*GIVEN PASSAGE*

== == ==

Along with Gregory Widen’s The Prophecy, the 1991 film The Rapture is one of my all-time favorite movies. Theologically speaking, you can see some of its influence very clearly in my first novel, The Blessed Man and the Witch. Any film that deals so specifically with religion will typically have faith as one of its main themes, and this movie is no exception. What sets it apart is that writer-director Michael Tolkin also asks the audience to have faith. Sharon, the protagonist, is an unreliable character even at the best of times, and as such, we’re never sure whether to credit what we’re seeing from her perspective until the end. It takes a leap of faith, our faith, to believe in Sharon.
Sharon’s introduction to the film begins in a gray, lifeless purgatory: the tedium of her job as a telephone information operator (a task made obsolete today, which dates the movie somewhat). From there, we see her cruising the streets of Los Angeles with her swinger friend Vic in a decidedly predatory fashion, looking for couples to swap partners with. Even when they’re successful (with David Duchovny as Randy and Stéphanie Menuez), we gets hints that she finds this unsatisfying.
Later, after overhearing her co-workers discussing the Note (the Archangel Gabriel’s Trumpet) and the Boy (a prophet), she tells hew new boyfriend Randy that “Everything seems so empty.” Subsequently, she encounters some missionaries who tell her that the end of the world is coming, and she won’t go to Heaven if she doesn’t accept Jesus Christ. This echoes the Bible in Ephesians 2:8-9: “For by grace are ye saved through faith; and that not of yourselves: it is the gift of God. Not of works, lest any man should boast.” This becomes central throughout the film: it’s not enough to be a good person. You have to believe. You have to have faith in God if you want to get into Heaven. (Remember the vampire Jerry Dandrige in Fright Night when confronted with a crucifix held by a terrified Peter Vincent: “You have to have faith for it to work.”)
Sharon’s conversion seems abrupt when she throws Randy out of her bed so she can change the sheets and scrub the sin off of her in the shower, but it’s been coming for some time. “I want my salvation,” she says to him (note the possessive pronoun). “I’m tired of feeling empty all the time.” Randy’s arguments against her search for God are facile, juvenile, and unconvincing. Writer-director Tolkin then asks us, the viewers, to have faith in Sharon for the first time: after an abortive suicide attempt, Sharon drinks herself into a stupor and sees a vision of the Pearl, a sight only the truly devout would be granted. But is this a hallucination or a true vision? Are we supposed to believe that Sharon is granted this vision so soon after accepting Jesus Christ? Yes. Because the ending makes all this true.

== == ==

*REQUIRED TASKS*
a: Reproduce the film review from "Sharon’s introduction to" up to and including "finds this unsatisfying.".
b: According to the film review, what is Sharon's job when she is introduced?
c: Summarize the film review in two sentences.
Work from the film review alone.

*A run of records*
== == ==

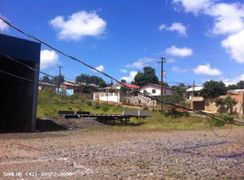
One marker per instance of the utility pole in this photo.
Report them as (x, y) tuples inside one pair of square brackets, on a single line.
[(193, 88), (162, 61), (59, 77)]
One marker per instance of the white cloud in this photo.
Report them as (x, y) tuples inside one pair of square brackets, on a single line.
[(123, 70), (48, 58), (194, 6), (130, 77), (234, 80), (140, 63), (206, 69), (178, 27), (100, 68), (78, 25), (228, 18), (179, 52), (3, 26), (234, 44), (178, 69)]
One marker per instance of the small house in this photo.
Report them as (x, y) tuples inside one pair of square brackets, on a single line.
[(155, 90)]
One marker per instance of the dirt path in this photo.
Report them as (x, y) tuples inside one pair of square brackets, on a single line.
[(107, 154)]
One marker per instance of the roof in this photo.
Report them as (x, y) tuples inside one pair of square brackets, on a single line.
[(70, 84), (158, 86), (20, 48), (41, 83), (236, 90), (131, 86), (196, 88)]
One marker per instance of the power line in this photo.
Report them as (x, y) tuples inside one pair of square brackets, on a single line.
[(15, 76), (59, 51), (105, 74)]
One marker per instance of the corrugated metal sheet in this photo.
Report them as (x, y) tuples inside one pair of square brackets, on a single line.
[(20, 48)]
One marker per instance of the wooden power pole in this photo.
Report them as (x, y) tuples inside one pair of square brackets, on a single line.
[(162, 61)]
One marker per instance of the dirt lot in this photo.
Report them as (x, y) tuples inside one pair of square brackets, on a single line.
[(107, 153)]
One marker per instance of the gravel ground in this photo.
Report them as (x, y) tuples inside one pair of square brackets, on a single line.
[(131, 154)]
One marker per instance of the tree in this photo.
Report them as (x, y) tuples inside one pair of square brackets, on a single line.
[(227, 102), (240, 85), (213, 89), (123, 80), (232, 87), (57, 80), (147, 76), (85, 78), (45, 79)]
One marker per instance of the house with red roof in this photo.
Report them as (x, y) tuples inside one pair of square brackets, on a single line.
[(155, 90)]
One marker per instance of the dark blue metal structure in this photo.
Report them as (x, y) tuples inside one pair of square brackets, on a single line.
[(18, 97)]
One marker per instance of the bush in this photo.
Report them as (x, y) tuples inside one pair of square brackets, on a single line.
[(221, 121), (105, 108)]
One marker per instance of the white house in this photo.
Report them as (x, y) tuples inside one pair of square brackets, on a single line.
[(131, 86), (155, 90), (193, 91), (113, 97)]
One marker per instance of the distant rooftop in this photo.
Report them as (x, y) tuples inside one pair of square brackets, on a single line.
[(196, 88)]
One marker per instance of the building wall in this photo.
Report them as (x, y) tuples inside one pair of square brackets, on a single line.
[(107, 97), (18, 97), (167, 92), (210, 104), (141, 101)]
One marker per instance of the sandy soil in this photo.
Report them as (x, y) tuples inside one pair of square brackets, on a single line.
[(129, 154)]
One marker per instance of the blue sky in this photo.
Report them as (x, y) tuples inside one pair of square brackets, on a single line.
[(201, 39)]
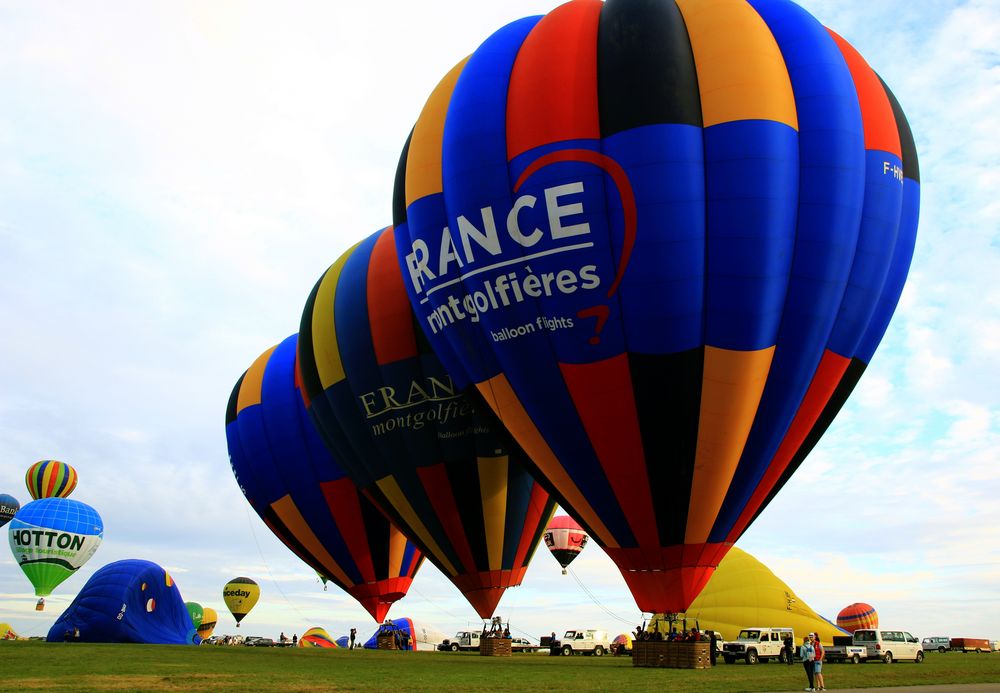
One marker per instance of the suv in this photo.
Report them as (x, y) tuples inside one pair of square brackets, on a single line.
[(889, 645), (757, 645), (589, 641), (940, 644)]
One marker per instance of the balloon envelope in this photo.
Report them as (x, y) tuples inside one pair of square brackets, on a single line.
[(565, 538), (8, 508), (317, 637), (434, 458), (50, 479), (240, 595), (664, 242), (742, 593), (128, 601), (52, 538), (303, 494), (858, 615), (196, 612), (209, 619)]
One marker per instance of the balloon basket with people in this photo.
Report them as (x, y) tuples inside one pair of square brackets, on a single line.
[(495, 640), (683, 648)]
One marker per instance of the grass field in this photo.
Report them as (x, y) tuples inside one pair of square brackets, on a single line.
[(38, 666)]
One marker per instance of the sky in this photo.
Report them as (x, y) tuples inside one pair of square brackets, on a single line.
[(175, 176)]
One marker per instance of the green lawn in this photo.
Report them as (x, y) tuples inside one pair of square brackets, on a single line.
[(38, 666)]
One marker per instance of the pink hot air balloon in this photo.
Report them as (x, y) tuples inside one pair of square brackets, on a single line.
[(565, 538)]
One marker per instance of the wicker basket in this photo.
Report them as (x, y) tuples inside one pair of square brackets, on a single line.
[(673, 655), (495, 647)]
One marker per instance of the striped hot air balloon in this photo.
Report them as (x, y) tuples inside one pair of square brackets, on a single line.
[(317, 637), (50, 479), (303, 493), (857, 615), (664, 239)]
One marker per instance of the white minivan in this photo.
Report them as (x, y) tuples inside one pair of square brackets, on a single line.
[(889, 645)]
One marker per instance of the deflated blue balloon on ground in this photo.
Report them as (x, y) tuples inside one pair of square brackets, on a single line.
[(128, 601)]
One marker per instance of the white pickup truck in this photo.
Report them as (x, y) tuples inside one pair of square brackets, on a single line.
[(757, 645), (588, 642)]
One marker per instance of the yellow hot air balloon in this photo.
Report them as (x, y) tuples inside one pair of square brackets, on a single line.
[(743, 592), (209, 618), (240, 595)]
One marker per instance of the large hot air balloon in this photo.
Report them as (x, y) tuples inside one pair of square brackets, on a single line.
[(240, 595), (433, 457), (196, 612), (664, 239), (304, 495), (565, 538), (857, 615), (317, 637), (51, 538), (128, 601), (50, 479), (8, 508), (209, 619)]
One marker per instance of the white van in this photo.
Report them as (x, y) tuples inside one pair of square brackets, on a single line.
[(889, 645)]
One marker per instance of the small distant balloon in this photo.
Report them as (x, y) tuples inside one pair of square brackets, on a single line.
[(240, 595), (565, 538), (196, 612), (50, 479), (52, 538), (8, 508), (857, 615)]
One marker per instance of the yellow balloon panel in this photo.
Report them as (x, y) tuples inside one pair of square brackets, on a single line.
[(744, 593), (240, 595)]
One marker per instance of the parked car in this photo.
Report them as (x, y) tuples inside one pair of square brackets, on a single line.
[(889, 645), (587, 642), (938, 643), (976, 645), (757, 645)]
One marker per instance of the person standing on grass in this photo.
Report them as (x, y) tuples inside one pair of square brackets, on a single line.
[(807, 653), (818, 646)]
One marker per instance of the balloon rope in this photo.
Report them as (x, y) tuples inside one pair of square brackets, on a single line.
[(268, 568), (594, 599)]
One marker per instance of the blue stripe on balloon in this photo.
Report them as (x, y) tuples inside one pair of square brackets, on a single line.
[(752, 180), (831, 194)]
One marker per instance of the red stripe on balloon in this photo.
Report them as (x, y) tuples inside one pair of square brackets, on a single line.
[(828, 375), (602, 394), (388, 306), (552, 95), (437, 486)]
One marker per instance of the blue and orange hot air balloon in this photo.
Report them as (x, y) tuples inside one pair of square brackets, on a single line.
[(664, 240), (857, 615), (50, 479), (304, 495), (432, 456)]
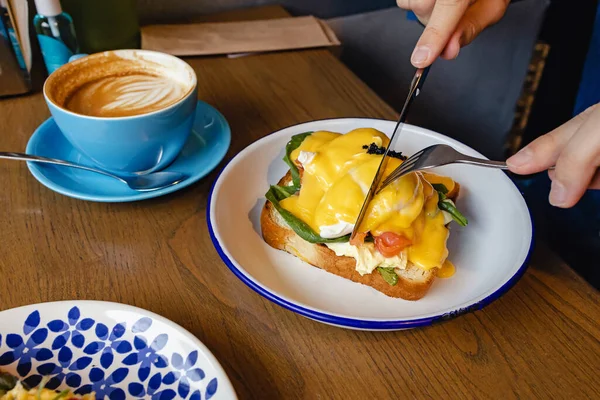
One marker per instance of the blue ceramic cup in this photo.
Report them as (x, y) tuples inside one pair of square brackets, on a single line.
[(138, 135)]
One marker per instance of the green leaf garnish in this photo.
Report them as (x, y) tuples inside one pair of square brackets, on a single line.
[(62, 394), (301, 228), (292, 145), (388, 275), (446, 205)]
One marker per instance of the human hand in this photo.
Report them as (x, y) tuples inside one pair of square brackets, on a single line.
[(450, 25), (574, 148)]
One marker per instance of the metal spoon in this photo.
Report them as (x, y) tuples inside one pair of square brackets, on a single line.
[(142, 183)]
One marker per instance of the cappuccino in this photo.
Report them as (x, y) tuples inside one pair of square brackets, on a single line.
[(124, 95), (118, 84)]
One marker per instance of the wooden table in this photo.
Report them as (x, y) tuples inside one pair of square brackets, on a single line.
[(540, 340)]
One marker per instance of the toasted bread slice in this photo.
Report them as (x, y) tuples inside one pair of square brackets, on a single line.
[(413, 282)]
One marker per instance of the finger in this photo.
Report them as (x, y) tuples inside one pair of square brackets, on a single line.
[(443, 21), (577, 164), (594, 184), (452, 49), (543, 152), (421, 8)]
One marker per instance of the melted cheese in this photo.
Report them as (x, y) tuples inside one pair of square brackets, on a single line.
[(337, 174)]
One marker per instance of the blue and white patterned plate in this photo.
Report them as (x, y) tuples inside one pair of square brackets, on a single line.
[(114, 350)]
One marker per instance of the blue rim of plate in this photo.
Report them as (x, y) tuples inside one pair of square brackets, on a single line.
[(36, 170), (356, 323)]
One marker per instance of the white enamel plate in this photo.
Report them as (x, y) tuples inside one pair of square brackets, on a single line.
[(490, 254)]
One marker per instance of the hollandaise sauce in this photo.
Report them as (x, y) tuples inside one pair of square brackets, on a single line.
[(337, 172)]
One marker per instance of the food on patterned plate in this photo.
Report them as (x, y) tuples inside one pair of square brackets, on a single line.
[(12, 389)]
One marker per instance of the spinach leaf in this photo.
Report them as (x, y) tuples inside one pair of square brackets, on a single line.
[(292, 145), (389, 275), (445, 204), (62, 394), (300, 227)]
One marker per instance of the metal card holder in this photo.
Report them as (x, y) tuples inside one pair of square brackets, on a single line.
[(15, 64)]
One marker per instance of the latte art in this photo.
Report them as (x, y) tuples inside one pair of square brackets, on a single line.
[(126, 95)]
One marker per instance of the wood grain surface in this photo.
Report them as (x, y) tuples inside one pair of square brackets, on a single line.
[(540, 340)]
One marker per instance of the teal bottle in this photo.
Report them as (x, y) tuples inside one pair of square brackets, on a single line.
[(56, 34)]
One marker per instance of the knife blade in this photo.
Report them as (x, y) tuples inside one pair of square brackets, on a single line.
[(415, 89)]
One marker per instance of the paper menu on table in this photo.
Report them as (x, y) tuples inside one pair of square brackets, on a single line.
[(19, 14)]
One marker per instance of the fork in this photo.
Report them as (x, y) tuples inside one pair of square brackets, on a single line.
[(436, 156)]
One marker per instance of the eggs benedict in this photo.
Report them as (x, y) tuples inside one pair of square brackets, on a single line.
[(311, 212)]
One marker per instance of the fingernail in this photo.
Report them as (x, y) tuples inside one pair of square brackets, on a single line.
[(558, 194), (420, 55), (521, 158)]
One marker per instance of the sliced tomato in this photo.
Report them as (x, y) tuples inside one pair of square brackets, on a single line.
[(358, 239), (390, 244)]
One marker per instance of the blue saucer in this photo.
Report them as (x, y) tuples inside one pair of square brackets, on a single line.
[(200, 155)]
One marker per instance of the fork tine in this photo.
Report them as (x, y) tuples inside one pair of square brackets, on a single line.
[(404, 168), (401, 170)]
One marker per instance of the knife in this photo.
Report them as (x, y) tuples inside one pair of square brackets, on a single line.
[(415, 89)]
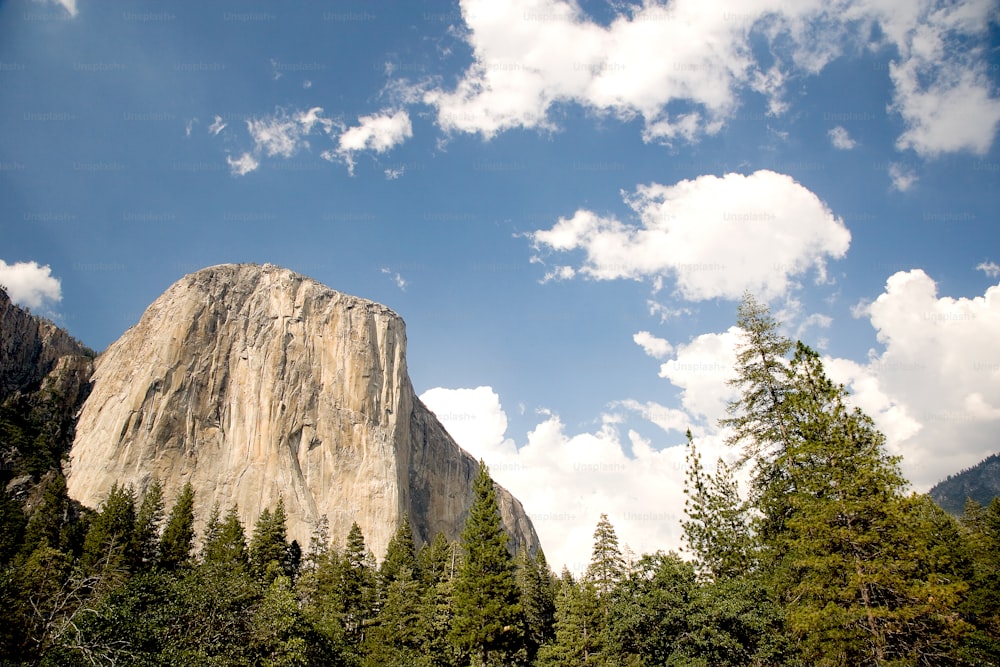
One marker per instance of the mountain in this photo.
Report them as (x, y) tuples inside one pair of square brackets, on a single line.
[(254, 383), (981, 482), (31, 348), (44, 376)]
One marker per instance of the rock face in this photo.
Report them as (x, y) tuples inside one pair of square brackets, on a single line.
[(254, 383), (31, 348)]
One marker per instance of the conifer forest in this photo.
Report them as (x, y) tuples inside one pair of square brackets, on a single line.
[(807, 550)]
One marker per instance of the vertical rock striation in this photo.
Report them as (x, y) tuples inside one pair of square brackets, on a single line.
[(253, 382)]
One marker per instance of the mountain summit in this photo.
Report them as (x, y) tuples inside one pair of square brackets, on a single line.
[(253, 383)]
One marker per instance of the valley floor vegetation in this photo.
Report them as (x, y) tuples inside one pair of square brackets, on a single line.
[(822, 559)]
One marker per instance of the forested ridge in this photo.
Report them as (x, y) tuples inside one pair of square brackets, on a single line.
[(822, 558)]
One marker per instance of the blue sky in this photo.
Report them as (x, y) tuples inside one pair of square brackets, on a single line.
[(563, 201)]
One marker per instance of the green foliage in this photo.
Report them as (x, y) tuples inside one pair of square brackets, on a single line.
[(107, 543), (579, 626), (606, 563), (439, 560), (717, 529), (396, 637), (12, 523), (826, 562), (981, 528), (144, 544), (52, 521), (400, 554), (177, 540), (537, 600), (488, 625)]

== == ==

*SOLUTIONS*
a:
Sharon’s introduction to the film begins in a gray, lifeless purgatory: the tedium of her job as a telephone information operator (a task made obsolete today, which dates the movie somewhat). From there, we see her cruising the streets of Los Angeles with her swinger friend Vic in a decidedly predatory fashion, looking for couples to swap partners with. Even when they’re successful (with David Duchovny as Randy and Stéphanie Menuez), we gets hints that she finds this unsatisfying.

b: She works as a telephone information operator.

c: The review calls the 1991 film The Rapture one of the reviewer's all-time favorites and argues that writer-director Michael Tolkin asks the audience to have faith in Sharon, an unreliable protagonist. It follows Sharon from a job she finds tedious and partner-swapping she finds unsatisfying to a conversion after missionaries tell her she won't go to Heaven without accepting Jesus Christ, and it says the film's ending confirms her vision of the Pearl as true.